Continue the essay below on subscription healthcare, picking up after its last paragraph.
PAGE EXCERPT Start Marker
By James L. Holly, MD
Medical Home News
August, 2013
The fundamental flaw to “subscription healthcare” is that most of SETMA’s patients cannot afford a $5 co-pay. How would they then afford a monthly payment of $60 or more? Ten years ago, SETMA went to our major HMO and asked them to reduce the co-pay for primary care visits to zero. Our analytics of outcomes measures by payer class shows that our Medicare Advantage patients, who have no co-pay to see primary care, have better outcomes than Fee-for-Service Medicare beneficiaries who have to pay 20%. By implication, we think, this has to do with a financial barrier to care.
The proposal by Mr. Tolbert will work with patients who can afford care, but will not with our patients. We believe that capitation will answer the problems of escalation of healthcare costs and that payment for quality outcomes will allow providers to be rewarded for their efforts at transformation.
From a public policy view, healthcare should be a human right (Dr. Don Berwick). This is another way of expressing Senator Hubert Humphries, 1977 “Moral Test of Government”, which states: "The moral test of government is how it treats those who are in the dawn of life, children; those who are in the twilight of life, the aged; and those in the shadows of life, the sick, the needy and the handicapped."
PAGE EXCERPT End Marker
EXERCISE DATA Start Marker
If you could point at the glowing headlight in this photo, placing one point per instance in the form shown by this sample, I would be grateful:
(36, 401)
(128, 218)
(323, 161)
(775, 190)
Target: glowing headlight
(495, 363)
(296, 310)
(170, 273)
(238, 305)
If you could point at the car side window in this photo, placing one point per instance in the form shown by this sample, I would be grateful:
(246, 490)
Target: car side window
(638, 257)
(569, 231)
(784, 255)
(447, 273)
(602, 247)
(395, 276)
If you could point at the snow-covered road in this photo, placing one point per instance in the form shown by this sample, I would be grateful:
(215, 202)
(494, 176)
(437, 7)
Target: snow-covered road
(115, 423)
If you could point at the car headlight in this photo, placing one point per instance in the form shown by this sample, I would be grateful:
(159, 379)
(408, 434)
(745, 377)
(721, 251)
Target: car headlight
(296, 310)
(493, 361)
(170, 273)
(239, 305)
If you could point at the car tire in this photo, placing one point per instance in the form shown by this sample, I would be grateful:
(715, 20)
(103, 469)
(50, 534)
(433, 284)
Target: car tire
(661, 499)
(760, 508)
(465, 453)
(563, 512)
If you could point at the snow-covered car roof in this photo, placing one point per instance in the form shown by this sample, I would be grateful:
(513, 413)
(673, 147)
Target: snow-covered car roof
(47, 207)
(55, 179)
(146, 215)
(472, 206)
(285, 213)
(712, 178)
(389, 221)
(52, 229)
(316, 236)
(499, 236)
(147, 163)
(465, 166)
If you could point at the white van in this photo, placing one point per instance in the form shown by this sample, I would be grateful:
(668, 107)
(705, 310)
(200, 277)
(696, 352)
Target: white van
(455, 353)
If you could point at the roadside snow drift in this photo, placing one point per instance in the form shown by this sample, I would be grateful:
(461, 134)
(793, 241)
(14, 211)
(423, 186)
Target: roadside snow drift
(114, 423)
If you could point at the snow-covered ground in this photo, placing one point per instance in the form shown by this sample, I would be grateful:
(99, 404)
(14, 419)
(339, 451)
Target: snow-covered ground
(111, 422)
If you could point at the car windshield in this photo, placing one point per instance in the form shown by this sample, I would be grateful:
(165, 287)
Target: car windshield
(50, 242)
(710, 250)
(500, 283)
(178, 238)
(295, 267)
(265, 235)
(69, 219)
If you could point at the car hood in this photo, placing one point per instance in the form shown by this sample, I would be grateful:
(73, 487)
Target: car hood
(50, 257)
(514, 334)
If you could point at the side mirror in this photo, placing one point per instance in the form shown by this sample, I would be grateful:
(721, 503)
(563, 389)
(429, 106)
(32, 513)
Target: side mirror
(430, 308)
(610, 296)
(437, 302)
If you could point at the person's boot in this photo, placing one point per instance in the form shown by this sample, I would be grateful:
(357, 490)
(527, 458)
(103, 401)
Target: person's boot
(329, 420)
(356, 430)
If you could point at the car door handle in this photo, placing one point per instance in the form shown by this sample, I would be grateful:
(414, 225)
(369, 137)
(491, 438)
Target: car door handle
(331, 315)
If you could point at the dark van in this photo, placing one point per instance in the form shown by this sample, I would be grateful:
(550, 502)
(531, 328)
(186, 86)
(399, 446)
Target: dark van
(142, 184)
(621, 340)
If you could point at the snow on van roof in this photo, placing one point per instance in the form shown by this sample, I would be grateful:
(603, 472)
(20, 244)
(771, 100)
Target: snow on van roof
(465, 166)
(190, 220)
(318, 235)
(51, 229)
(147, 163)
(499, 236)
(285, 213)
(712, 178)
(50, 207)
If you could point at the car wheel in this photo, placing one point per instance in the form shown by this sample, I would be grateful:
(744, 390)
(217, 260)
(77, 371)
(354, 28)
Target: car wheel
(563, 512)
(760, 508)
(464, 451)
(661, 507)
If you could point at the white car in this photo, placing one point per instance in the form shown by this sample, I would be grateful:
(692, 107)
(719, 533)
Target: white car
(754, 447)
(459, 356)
EXERCISE DATA End Marker
### [ANSWER FOR THIS EXERCISE]
Mr. Tolbert makes the same mistake that others have in assuming that a personal, financial relationship between a healthcare provider and a patient creates a patient-centric dynamic of care. It doesn’t. Medical Home works to transform a practice to benefit all patients. Concierge medicine artificially limits the size of a practice to give better care, but only to a few patients. Medical Home attempts to increase access for all patients, while concierge medicine significantly decreases or eliminates access to care for the majority.Medical Home attempts to make care more sustainable by decreasing the cost. Subscription medicine adds to the cost of care by the subscription fees are pain in addition to insurance which is not eliminated. There is no structural basis for a patient to be dismissed from a Medical Home but if a patient can’t pay their subscription fee, they apparently will be dismissed from the concierge practice.
The greatest fraud of concierge medicine is the pretense of being patient-centric. The problem is they are patient-centric only for the patients left after they impose a tax on being a part of the concierge practice and after abandoning patients unable or unwilling to pay the tax, many of whom they have cared for for years. NCQA, AAAHC, URAC and the Joint commission should not allow concierge practices to apply for PC-MH recognition or certification. If these organizations allow concierge practices to receive their approval, they will have abandoned any moral imperative they have as accrediting bodies. There is nothing in the mission of medical home, in the Triple Aim or in ACOs which allows for the exclusion of people who cannot afford a financial premium upon their care, or for the exclusion of those who have complex, chronic health conditions.
The plaque arrived on April 23, 2013 and read: ‘Texas Physician Practice Award presented to Southeast Texas Medical Associates, LLP for Providing Exceptional Preventive Health Care Services using Health Information Technology.’ Awarded by The Texas Physician Practice Quality Improvement Award Committee, the committee is made up of the TMF Health Quality Institute (Texas’ CMS Quality Improvement Organization), the Texas Medical Association and the Texas Osteopathic Medical Association. The Committee commented further, ‘Congratulations on this significant accomplishment, which illustrates your commitment to delivering quality care to all patients. Your award demonstrates that SETMA has an exceptional team.’ ‘Quality care to all patients’ is one of the major goals of healthcare reform and one of the foundational principles of medical home.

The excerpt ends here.